WORK TO COMPLETE: Give only the number of lines below that contain the word "sprig".

MATERIAL FOR THIS TASK:
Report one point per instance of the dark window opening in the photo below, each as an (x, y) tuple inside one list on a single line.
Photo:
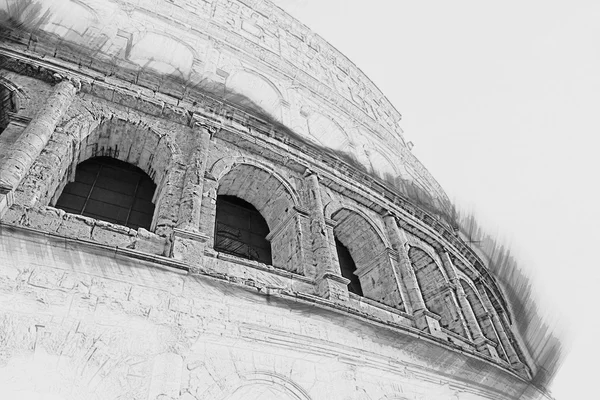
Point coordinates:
[(110, 190), (241, 231), (5, 106), (348, 268)]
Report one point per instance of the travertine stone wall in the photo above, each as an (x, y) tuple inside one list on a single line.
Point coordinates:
[(192, 165), (263, 60), (116, 325), (226, 97)]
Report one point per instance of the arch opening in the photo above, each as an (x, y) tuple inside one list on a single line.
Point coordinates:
[(364, 258), (437, 295), (6, 105), (110, 190), (240, 230), (483, 319), (275, 200), (348, 268)]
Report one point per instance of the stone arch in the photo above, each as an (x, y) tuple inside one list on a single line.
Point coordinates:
[(169, 54), (239, 386), (436, 292), (69, 19), (370, 252), (251, 89), (226, 165), (334, 206), (482, 315), (82, 138), (267, 386), (136, 143), (276, 201)]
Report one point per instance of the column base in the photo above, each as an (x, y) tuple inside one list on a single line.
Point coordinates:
[(333, 287), (189, 247), (487, 347), (6, 200), (429, 322)]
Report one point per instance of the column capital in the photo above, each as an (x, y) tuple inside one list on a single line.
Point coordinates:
[(73, 80), (309, 172)]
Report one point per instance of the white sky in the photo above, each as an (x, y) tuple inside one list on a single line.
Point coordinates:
[(500, 100)]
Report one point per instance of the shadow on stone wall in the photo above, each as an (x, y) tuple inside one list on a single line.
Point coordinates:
[(543, 343)]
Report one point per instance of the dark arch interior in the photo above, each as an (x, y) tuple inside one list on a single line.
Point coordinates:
[(110, 190), (240, 230), (348, 268), (5, 107)]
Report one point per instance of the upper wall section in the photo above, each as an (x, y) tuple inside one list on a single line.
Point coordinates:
[(247, 52)]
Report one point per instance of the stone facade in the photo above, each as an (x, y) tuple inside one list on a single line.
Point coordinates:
[(226, 98)]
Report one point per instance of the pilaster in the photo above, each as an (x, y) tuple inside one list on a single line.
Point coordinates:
[(36, 135)]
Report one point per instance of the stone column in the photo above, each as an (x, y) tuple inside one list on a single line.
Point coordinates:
[(481, 342), (193, 182), (513, 358), (330, 283), (425, 320), (398, 240), (34, 138)]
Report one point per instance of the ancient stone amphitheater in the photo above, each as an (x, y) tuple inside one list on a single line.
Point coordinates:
[(202, 199)]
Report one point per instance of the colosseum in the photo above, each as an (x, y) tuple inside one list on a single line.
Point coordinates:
[(202, 199)]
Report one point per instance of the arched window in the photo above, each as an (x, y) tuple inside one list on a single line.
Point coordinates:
[(240, 230), (5, 106), (364, 258), (111, 190), (348, 268), (436, 293)]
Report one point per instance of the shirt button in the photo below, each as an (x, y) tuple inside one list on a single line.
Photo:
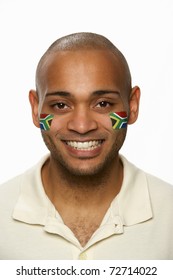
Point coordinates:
[(83, 256)]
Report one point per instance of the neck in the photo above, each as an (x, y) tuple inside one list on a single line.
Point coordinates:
[(63, 187)]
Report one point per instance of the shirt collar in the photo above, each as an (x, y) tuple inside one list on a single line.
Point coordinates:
[(132, 205)]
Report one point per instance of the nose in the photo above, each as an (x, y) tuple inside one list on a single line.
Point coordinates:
[(82, 121)]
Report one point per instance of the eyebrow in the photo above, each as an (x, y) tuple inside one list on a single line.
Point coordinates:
[(95, 93)]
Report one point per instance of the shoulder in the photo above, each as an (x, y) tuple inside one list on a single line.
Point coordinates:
[(159, 189)]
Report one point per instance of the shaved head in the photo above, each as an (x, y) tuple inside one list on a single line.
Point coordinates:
[(83, 41)]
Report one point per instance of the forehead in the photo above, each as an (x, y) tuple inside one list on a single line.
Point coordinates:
[(99, 68)]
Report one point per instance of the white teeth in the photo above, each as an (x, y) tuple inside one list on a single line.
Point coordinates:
[(88, 145)]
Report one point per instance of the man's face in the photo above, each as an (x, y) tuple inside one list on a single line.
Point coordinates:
[(80, 89)]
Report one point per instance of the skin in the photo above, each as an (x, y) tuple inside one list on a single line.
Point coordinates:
[(81, 88)]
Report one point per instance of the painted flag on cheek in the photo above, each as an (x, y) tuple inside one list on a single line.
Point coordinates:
[(45, 121), (119, 120)]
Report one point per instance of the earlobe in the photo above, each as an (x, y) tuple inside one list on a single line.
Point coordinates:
[(134, 104), (33, 98)]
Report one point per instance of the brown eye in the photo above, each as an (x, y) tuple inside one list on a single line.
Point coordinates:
[(60, 105), (103, 104)]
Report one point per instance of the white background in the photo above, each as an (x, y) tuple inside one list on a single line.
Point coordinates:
[(141, 29)]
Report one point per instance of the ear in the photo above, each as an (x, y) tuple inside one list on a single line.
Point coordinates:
[(33, 98), (134, 104)]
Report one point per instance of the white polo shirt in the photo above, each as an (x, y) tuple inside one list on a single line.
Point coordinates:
[(138, 224)]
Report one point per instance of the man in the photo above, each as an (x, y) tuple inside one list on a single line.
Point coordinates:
[(84, 200)]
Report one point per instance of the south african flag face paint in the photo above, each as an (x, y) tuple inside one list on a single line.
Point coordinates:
[(45, 121), (119, 120)]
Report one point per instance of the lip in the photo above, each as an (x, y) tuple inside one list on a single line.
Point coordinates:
[(84, 153)]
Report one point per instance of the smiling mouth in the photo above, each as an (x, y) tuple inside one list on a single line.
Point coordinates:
[(85, 146)]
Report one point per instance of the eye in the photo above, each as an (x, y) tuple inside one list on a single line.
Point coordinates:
[(103, 104), (60, 105)]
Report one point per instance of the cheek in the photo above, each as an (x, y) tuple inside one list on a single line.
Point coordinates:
[(119, 120), (114, 121)]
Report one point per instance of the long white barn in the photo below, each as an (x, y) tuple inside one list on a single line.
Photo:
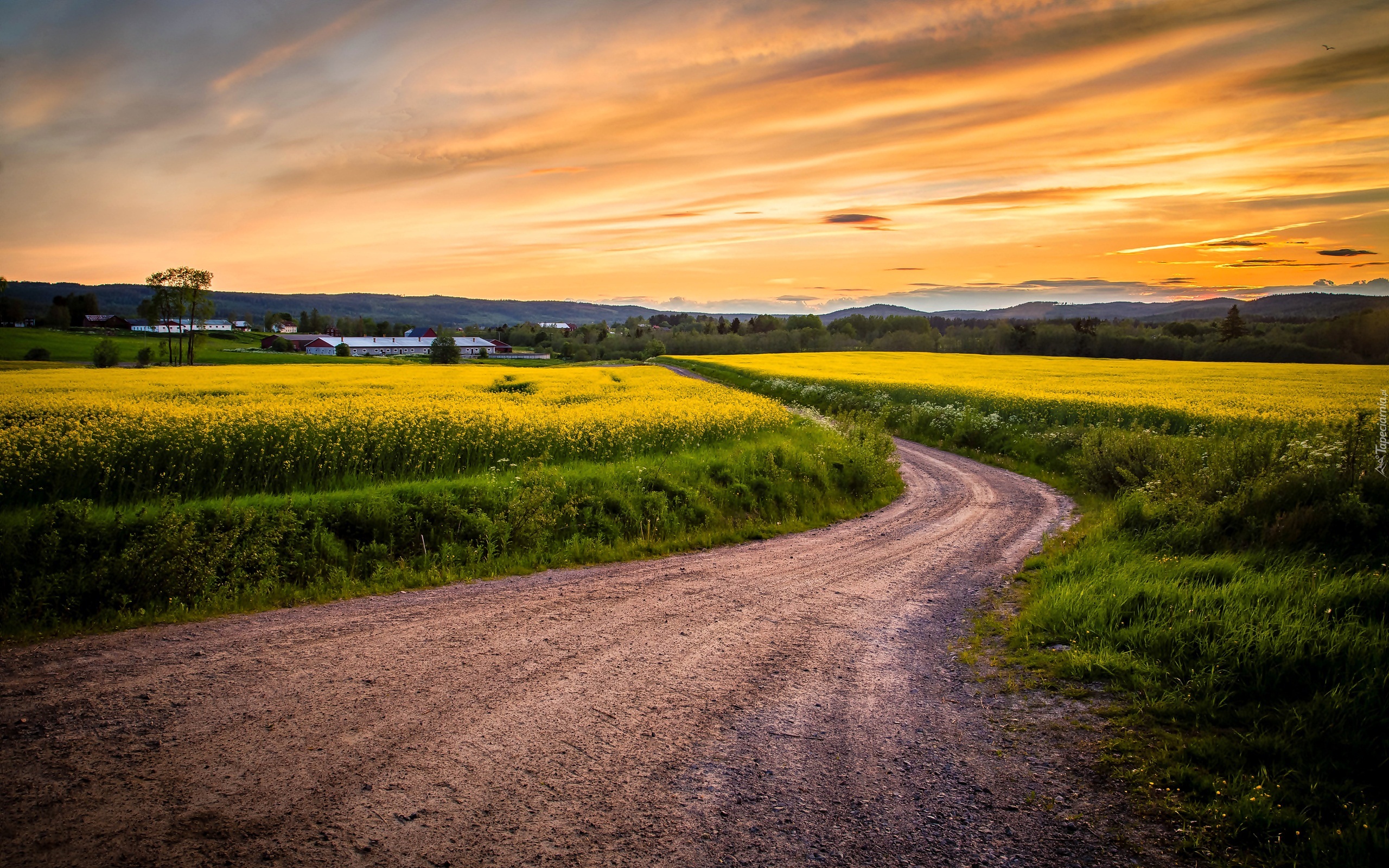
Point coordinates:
[(393, 346)]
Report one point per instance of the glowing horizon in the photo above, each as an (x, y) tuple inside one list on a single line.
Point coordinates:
[(713, 156)]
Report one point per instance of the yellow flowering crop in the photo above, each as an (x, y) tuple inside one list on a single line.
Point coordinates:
[(1089, 388), (125, 434)]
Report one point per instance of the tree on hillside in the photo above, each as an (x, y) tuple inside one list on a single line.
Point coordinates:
[(106, 355), (443, 350), (1233, 327), (59, 316), (187, 293)]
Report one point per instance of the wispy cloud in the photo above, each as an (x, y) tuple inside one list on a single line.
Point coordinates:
[(696, 150)]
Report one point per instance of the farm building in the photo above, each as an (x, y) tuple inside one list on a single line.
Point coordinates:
[(105, 321), (393, 346), (301, 342), (178, 327)]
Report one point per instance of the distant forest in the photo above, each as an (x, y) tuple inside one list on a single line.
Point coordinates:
[(1362, 338), (1277, 328)]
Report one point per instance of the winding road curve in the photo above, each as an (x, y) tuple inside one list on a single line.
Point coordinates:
[(775, 703)]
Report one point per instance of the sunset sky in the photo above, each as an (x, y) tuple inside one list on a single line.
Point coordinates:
[(699, 156)]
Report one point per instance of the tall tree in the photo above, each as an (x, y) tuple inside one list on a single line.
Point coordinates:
[(188, 292), (1233, 326)]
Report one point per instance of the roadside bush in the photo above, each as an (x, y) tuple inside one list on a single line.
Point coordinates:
[(77, 563), (1231, 585), (106, 355)]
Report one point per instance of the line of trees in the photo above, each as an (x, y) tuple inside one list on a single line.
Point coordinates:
[(178, 293)]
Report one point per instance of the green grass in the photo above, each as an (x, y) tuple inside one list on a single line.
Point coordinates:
[(73, 566), (1231, 591)]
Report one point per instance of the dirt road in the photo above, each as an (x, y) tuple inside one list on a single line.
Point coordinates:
[(785, 702)]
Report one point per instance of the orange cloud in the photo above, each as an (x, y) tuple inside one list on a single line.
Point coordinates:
[(388, 146)]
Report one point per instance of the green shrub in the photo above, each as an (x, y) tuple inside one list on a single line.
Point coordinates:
[(443, 350), (1231, 585), (106, 355)]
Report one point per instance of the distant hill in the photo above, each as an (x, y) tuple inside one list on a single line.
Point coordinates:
[(1292, 306), (418, 310)]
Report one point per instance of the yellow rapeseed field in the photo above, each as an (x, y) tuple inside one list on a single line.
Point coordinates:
[(125, 434), (1089, 388)]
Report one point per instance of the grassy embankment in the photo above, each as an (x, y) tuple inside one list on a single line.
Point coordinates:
[(130, 497), (1228, 579)]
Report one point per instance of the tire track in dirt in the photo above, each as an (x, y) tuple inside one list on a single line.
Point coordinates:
[(791, 700)]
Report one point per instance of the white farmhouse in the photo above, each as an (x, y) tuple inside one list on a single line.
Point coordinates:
[(393, 346)]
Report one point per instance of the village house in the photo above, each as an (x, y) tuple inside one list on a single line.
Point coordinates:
[(395, 346), (105, 321)]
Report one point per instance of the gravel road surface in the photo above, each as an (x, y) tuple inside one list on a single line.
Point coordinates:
[(788, 702)]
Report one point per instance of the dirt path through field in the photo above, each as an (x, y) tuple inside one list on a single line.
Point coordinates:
[(785, 702)]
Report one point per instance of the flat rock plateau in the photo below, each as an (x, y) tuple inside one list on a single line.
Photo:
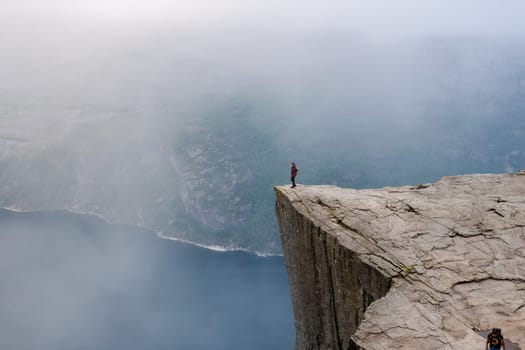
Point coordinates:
[(432, 266)]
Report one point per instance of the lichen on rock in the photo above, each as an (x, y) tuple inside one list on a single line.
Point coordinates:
[(424, 267)]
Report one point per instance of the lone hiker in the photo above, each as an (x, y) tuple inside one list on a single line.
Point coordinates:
[(293, 173), (495, 340)]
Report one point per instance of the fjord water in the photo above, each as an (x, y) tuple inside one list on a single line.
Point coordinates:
[(71, 281)]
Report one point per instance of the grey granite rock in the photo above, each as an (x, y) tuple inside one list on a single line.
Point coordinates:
[(426, 267)]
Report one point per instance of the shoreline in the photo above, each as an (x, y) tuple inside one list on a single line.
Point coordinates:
[(159, 234)]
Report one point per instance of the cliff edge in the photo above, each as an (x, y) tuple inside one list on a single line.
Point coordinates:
[(426, 267)]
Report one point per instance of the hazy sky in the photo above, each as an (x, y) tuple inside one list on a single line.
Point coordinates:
[(371, 17)]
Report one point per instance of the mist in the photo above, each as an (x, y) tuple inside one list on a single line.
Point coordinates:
[(73, 281), (181, 115)]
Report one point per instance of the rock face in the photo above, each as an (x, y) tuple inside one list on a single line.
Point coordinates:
[(426, 267)]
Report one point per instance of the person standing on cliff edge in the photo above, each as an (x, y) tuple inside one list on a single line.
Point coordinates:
[(293, 173), (495, 340)]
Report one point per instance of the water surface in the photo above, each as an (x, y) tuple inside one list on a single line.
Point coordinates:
[(71, 281)]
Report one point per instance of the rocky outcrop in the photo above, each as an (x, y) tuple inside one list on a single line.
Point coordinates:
[(426, 267)]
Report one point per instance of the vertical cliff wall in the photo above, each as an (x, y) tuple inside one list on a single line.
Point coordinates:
[(426, 267)]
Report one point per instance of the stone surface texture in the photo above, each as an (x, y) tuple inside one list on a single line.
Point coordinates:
[(424, 267)]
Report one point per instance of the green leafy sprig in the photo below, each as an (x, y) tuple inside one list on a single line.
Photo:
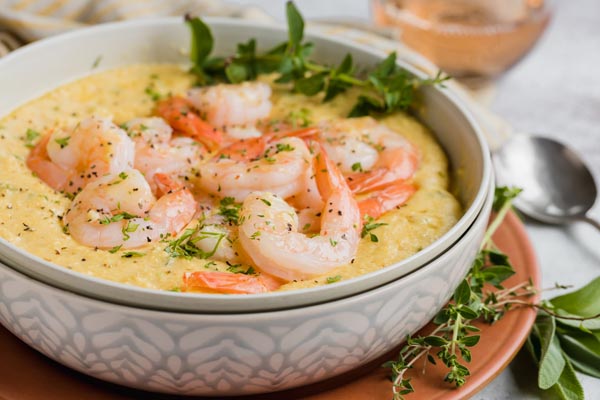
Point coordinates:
[(566, 334), (388, 88)]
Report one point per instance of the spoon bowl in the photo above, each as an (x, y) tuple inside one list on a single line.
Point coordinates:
[(557, 186)]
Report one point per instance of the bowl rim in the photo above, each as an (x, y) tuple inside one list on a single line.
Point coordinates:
[(240, 300)]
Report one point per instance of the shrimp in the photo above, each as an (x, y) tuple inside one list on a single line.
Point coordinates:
[(183, 118), (255, 165), (269, 229), (157, 151), (120, 210), (230, 105), (370, 154), (380, 201), (67, 160), (227, 282)]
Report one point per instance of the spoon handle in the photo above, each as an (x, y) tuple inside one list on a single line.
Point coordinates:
[(591, 221)]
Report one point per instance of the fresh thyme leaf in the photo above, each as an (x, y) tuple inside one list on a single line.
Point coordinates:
[(388, 88), (201, 45), (117, 217), (295, 24), (240, 269), (30, 136), (186, 244), (115, 249), (230, 210)]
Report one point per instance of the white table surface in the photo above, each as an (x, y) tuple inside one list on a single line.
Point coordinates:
[(554, 91)]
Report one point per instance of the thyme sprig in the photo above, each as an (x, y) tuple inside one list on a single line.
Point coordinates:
[(481, 296), (386, 89)]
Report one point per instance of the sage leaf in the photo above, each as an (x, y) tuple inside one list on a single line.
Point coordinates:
[(552, 362), (583, 350), (584, 302), (568, 386), (202, 41)]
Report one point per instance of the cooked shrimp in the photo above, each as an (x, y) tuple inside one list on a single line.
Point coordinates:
[(182, 117), (256, 165), (269, 229), (369, 153), (120, 210), (383, 200), (227, 282), (67, 160), (157, 151), (229, 105)]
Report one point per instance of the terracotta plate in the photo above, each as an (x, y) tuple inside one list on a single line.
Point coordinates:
[(27, 375)]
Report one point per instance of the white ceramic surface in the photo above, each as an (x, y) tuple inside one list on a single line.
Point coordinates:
[(23, 77), (230, 354)]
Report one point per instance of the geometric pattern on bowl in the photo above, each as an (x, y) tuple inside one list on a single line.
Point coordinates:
[(229, 354)]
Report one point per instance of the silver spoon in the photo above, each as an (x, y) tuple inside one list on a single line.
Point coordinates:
[(557, 186)]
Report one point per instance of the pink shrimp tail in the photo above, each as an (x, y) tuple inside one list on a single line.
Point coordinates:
[(227, 282), (386, 199), (179, 113), (39, 162)]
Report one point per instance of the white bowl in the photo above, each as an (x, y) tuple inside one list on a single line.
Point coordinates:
[(23, 76)]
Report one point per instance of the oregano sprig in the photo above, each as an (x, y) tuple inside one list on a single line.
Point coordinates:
[(387, 88)]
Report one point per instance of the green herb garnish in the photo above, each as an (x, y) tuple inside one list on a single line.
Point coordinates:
[(131, 254), (117, 217), (230, 210), (566, 335), (186, 244), (30, 136), (388, 88)]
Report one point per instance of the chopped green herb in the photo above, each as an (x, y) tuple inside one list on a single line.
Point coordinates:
[(186, 244), (30, 136), (230, 210), (284, 147), (115, 249), (131, 254), (117, 217)]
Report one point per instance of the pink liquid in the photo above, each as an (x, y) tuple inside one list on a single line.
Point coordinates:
[(466, 38)]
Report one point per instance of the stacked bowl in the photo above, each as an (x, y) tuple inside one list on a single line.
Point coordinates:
[(201, 344)]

YOUR SOLUTION: 3